PROBLEM REQUIREMENTS >> Below are lines of data; count those that contain "phrase" and give the total alone.

Recorded data:
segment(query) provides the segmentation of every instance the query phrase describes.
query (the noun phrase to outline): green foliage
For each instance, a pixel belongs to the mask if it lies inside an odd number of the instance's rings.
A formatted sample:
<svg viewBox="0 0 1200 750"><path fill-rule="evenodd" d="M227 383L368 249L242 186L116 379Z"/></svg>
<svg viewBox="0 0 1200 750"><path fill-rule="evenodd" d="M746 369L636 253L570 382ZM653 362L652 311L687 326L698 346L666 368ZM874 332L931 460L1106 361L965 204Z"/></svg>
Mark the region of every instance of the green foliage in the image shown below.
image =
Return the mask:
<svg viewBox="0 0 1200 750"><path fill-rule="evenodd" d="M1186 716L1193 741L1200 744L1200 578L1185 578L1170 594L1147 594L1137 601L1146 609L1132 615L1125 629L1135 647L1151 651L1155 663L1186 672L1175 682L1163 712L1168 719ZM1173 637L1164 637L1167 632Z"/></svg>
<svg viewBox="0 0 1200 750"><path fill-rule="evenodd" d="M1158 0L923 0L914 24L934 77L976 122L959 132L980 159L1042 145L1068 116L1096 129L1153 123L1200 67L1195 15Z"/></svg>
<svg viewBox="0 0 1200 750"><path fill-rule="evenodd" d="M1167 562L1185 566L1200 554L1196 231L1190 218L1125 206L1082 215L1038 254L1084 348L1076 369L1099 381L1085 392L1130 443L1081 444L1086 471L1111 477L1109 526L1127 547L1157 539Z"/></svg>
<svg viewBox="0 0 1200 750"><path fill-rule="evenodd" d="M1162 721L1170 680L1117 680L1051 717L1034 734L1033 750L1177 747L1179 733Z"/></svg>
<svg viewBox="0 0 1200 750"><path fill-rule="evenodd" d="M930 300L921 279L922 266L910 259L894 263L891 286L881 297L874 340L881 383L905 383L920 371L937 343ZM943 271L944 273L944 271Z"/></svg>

ANSWER >> 2